> Document segment:
Lee Wochner: Writer. Director. Writing instructor. Thinker about things.


Blog

Tea service

Who’s funding the “populist” Tea Party? Billionaires.

23 Responses to “Tea service”

  1. Jim Markley Says:

    So how come I have to pay my own way to these events? Still, hardly surprising that a billionaire supports political causes that are in sync with his agenda. George Soros has been doing it for years.

  2. Lee Wochner Says:

    Soros isn’t trying to keep his affiliations a secret. You know about them because they’re widely reported.

    The Tea Party claims to be a populist uprising all of its own making. But what’s behind it? Former John Birchers who want new legislation that further benefits them, and media people like Glenn Beck profiteering off their associated celebrity.

  3. Dan Says:

    The idea of Beck & Palin touting a “return to honor” sounds like a bad, bad joke.

  4. Jim Markley Says:

    Come on, Lee. Perhaps they’re mostly people sick of paying more and more for a bloated & inefficient government. They’re fed up with politicians of both sides becoming more intrusive and a bureaucracy that obfuscates and complicates their lives. I don’t see any grand conspiracy here: just people that are normally unseen and ignored finally saying “Enough!”. I agree with them. They want less legislation, not more, and it should benefit everybody, not just certain protected groups or lobbying organizations.
    Beck is the new Limbaugh, who was the new Cheney. Much like you with the parks, he’s another voice saying, “Something needs to change!”. He’s just got a bigger audience. And why shouldn’t Beck & Palin say our nation should be more honorable and decent? Do you disagree with the proposition or is it simply that you dislike the speaker’s politics? Who would rather speak about honor: the impeached ex-president who got blowjobs in the Oval Office and then lied about to our faces?

> Set tasks:
1. List the names of the different people whose comments appear under the Tea Party blog post above, naming each person once.
2. Carry on the Tea Party blog post and its comments above, starting right after the last sentence shown.

> Data:
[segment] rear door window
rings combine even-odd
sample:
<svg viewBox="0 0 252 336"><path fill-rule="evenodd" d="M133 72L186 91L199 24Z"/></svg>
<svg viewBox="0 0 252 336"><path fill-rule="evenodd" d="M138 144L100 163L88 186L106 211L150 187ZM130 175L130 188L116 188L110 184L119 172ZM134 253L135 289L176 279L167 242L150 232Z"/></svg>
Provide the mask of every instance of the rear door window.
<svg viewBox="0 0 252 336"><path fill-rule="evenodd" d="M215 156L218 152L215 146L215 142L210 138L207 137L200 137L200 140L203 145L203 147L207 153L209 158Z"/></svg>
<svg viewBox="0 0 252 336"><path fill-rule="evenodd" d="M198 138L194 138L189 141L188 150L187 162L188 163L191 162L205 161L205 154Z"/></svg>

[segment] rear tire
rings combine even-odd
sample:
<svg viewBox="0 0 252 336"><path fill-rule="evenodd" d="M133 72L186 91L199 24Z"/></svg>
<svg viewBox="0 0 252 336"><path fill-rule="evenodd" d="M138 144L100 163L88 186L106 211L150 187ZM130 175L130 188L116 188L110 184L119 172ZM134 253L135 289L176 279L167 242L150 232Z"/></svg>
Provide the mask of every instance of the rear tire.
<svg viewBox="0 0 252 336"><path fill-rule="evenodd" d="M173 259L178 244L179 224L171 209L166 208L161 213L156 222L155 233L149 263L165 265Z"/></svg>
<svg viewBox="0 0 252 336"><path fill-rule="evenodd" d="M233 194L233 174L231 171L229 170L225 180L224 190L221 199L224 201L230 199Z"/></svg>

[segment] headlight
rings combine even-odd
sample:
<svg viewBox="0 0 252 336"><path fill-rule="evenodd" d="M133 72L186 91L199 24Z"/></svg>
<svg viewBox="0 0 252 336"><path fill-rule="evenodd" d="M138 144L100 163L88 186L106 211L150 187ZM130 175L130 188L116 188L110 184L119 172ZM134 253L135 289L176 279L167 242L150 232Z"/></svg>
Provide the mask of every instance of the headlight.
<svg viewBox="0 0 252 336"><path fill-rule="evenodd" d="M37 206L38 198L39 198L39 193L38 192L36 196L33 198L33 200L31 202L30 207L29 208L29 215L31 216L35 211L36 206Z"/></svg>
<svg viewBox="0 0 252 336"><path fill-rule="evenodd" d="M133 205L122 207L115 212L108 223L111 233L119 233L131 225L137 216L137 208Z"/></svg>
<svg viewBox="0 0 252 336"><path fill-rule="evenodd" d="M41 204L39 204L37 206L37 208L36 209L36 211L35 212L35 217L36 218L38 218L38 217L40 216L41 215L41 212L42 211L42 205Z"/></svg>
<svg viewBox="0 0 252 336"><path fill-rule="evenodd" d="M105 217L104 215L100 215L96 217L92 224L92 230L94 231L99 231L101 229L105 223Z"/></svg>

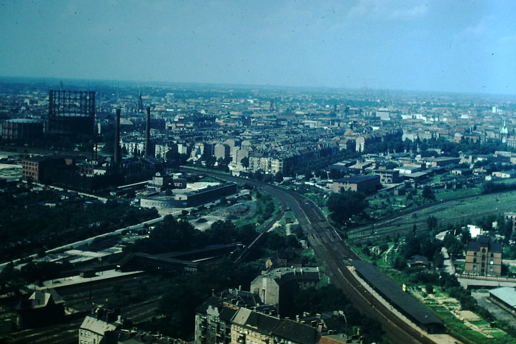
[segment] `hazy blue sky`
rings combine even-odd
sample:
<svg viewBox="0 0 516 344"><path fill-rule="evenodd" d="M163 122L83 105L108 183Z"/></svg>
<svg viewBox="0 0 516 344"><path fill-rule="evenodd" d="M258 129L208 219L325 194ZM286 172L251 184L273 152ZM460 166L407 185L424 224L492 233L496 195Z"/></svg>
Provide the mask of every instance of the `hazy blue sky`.
<svg viewBox="0 0 516 344"><path fill-rule="evenodd" d="M0 75L516 94L516 1L0 0Z"/></svg>

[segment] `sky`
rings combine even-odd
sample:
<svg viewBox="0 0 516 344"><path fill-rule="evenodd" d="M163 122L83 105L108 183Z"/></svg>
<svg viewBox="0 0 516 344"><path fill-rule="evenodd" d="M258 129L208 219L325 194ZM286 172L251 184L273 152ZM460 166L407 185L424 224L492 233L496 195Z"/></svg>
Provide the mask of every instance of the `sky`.
<svg viewBox="0 0 516 344"><path fill-rule="evenodd" d="M0 76L516 94L516 1L0 0Z"/></svg>

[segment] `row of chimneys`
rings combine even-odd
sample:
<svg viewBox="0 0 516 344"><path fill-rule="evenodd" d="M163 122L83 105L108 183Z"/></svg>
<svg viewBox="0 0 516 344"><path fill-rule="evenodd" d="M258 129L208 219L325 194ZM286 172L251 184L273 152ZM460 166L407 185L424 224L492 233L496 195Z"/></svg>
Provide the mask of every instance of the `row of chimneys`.
<svg viewBox="0 0 516 344"><path fill-rule="evenodd" d="M120 109L117 109L115 124L115 163L119 164L122 160L120 146ZM145 125L145 157L152 156L151 151L151 108L147 108L147 118ZM152 157L154 157L152 156Z"/></svg>

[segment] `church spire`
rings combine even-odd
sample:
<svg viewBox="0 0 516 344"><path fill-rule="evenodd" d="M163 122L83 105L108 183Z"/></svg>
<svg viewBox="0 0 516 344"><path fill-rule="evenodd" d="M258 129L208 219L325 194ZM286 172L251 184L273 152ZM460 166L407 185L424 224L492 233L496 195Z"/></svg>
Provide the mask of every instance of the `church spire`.
<svg viewBox="0 0 516 344"><path fill-rule="evenodd" d="M138 112L140 113L143 112L143 101L141 99L141 86L140 86L140 93L138 96L138 104L137 105L137 110Z"/></svg>

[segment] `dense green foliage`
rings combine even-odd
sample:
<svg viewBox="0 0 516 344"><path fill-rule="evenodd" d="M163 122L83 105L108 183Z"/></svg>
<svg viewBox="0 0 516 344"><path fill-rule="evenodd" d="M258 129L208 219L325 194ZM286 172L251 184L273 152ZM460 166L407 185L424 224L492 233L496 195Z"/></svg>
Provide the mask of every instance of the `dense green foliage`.
<svg viewBox="0 0 516 344"><path fill-rule="evenodd" d="M330 195L327 205L332 220L345 225L351 222L353 217L364 211L367 201L362 192L342 189L338 193L333 192Z"/></svg>
<svg viewBox="0 0 516 344"><path fill-rule="evenodd" d="M157 216L155 209L113 202L104 204L70 195L51 190L31 191L23 186L0 194L0 260L36 253Z"/></svg>
<svg viewBox="0 0 516 344"><path fill-rule="evenodd" d="M364 343L380 341L382 333L379 322L360 313L353 306L344 291L333 285L319 289L310 288L300 290L296 296L294 304L296 314L302 314L304 312L315 314L342 310L348 322L348 331L352 326L360 327Z"/></svg>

> Exercise results:
1. Jim Markley, Lee Wochner, Dan

2.
  5. Jim Markley Says:

    Oh, one other thing; George Soros most definitely tries to cover his cards, as do most rich people. But the fact remains that both of these characters are trying to make money thru political activism.

  6. Dan Says:

    Well, Beck’s fast-and-loose way with the truth bothers me for one thing. Given the choice between a truth or an incendiary half-truth, he peddles the lie. And Sarah Palin’s “engagement” charade of her own pregnant daughter demonstrates as much as I need of her Honor.

    I never had any problem with Bill Clinton’s sex life or een his lies about it; as the saying goes, no one died for his lies.

    Yes, there’s a grat deal of popular discontent, mostly with where Bush led us after 9/11, and that means there are folks who will try to exploit that discontent, just as Bush exploited the 9/11 tragedy. But those who set the Tea Party agenda don’t care to look back that far and I wonder why?

    “The man who lies merely hides the truth; the man who half-lies has forgotten where he put it.”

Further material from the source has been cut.